#### TASK INSTRUCTIONS:
**a)** Can you reproduce the stretch of the post on broken US air travel from "But still nothing" through "have ever experienced.", substituting "space station" for "Space Shuttle"?
**b)** Can you carry on the post about broken US air travel from where it stops?

#### DOCUMENT TEXT:
****************

All projects: Gel, Jobs, Gootodo, Games, Uncle Mark, Goovite, Blog, Bit Literacy
Broken: Air travel in US
Jul 5, 2007
Airline travel in the US is broken. Cost-cutting airlines now run schedules with such a small margin of error that any problem, anywhere in the system, can create huge delays for passengers.
The New York Times today reports that even the official statistics don't tell the whole truth:
As anyone who has flown recently can probably tell you, delays are getting worse this year. The on-time performance of airlines has reached an all-time low, but even the official numbers do not begin to capture the severity of the problem.
That is because these statistics track how late airplanes are, not how late passengers are. The longest delays — those resulting from missed connections and canceled flights — involve sitting around for hours or even days in airports and hotels and do not officially get counted.
The article focuses on Continental, which has its share of delays.
And about twice a month, said Rhonda Henrichsen, a Continental manager who handles missed connections, there are not enough hotel rooms in the area. The airline then drags out some of its 600 cots so passengers can bed down in the terminal.
Her co-workers call it the “Hotel Rhonda.”
Hotel Rhonda! Get it? That's... that's... a little creepy.
But still nothing as bad as the Continental poop plane... (thanks, bb)
The situation will only change, I guess, when customers are willing to pay more for airline schedules that aren't stretched to the breaking point, and for service that is at least a notch or two above surly.


HA HA! This is EXACTLY why I want to be a SATS pilot. The Small Aircraft Transportation Service is supposed to just fly people from small airport to small airport, direct flights, and no use of hubs, so no connecting flights!
basically it's a taxi service with planes.
Now all that has to happen is NASA getting it going. stupid Space Shuttle.
i have one that comes in third, but is significantly scarier. my father and i were flying to Burbank by way of DFW and it ended in the worst 24 hours of travel he or i have ever experienced.
Leg 1: BOS to DFW: we get up at 4 am to catch the flight. sit next to each other, flight normal.
Leg 2: DFW to BUR: we almost miss our flight because we were sitting at the wrong gate, sit 5 rows apart.
Leg 3: after seeing my cousin graduate from film school, and driving up to san fransisco, and staying in monterey, we get up at 4 am to catch our 10 am flight out of burbank. we arrive at 9 am after dropping of the (brand new) rental car. we check the board for our flight. it isn't there. we recheck the paperwork, and realize we were looking at the previous flight. we sit 10 rows apart on an otherwise uneventful flight.

****************

#### SUPPLIED DATA:
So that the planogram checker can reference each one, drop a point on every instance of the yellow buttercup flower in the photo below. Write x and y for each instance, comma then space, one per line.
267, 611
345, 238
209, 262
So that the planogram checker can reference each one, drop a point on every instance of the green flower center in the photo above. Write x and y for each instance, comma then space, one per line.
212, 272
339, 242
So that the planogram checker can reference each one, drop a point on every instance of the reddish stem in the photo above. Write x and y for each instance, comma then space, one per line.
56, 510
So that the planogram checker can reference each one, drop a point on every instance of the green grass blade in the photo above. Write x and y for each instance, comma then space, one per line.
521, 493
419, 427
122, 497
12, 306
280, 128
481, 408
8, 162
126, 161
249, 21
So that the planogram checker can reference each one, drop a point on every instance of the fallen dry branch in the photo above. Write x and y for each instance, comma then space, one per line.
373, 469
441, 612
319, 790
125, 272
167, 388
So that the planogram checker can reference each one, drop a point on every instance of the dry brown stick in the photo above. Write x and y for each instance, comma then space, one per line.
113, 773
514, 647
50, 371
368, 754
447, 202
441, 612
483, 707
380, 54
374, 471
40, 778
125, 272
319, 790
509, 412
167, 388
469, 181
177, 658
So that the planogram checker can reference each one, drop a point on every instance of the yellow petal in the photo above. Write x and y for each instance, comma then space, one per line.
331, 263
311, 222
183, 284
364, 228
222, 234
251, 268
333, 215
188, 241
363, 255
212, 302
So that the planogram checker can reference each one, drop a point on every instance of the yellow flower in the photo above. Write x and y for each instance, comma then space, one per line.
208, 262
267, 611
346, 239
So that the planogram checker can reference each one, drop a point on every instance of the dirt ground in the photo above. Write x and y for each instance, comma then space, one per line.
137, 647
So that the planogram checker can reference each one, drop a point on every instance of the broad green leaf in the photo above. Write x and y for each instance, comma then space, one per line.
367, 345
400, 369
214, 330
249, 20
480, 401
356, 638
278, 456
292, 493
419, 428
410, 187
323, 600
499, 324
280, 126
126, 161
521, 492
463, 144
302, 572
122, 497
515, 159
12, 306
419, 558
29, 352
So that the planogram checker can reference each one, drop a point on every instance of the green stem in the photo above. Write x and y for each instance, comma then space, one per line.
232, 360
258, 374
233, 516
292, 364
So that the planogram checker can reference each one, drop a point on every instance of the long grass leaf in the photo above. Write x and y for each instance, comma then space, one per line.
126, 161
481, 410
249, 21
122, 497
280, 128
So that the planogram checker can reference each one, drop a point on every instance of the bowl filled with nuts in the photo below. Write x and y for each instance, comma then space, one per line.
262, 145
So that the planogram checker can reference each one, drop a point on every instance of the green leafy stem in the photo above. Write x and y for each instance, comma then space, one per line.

****************

#### RESPONSES TO THE TASKS:
**a)**
But still nothing as bad as the Continental poop plane... (thanks, bb)
The situation will only change, I guess, when customers are willing to pay more for airline schedules that aren't stretched to the breaking point, and for service that is at least a notch or two above surly.


HA HA! This is EXACTLY why I want to be a SATS pilot. The Small Aircraft Transportation Service is supposed to just fly people from small airport to small airport, direct flights, and no use of hubs, so no connecting flights!
basically it's a taxi service with planes.
Now all that has to happen is NASA getting it going. stupid space station.
i have one that comes in third, but is significantly scarier. my father and i were flying to Burbank by way of DFW and it ended in the worst 24 hours of travel he or i have ever experienced.

**b)**
Leg 4: DFW to BOS: due to the storm and flooding that was just clearing up, the airport is packed, and all but 2 flights on the board were delayed or canceled. we landed at 5:30 for a 7:30 flight scheduled to land in boston at 11:55. after the initial wait and first hour delay due to flight buildup, we were informed that we were delayed slightly due to an air-conditioning problem that made the back of the plane 98 degrees. after that cooled off enough, (it was still 80), we board. I am 10 rows behind my dad. we taxi to the runway, and wait. for 10 minutes. finally the pilot announces there is a problem with the flap sensors, and though he is sure the flaps are working, maintenance has to check it out. after another 10 minutes, we taxi back, and wait 5 more for the techs to show up. after a 10 minutes of what sounds like a massage chair being used on the belly of the plane, the lights quit, and aux power kicks in. after a bunch of flap moving and massaging, the aux power quits too. we now have minimal lighting, and even less air, and no air conditioning. in Dallas. during a rainstorm. in the next half hour there are a couple brief flashes of power, and then the pilot announces there was a problem with the the aux power and/or sensors (he wasn't clear, and i was tired), we had to leave the aircraft while they towed out another one. after a bit more massaging, we moved to a different gate to disembark. but the pilots communications to figure out what gate the new plane would be at tould another 20 minutes, and after the mob of angry people descended on the correct gate in the adjacent terminal, we waited another half hour to board, due to the need to replace a flight attendant that got heat exhaustion in the hour of 100 degree heat. after we finaly reboard, we fly, landing in boston at 5 am, 5 hours late. we catch a taxi home and go to bed. American has not credited us at all. as a note, all planes were McDonall-Douglass S-80's.
Got a great travel story there - Coming home from Tucson to Nashville. Had to drive in 200 miles to Tucson, AZ from the customer's office in BFE New Mexico. Spend the whole afternoon chasing down a thunderstorm into Tucson which promptly blows up the entire credit card system so I had to let Hertz fill up the gas tank. The storm also delayed my flight getting in. Well.... needless to say I get to the airport at 1. My plane lands at 2ish and they tell the boarding area that they're going to check out the plane beause apparently it dumped all of its' hydraulic fluid somewhere over the desert (I'm thinking area 51). Flights are mostly full so this is the flight plan they put me on because they eventually grounded the plane- Sat in the terminal for 7 hours after the plane lands, catch a red-eye from Tucson to Albuquerque, hour layover there, Albuquerque to Atlanta, hour layover there and then Atlanta to Nashville.
The short of it? If they'd just given me a car to drive I could have driven home from AZ faster than it took the planes to get me home...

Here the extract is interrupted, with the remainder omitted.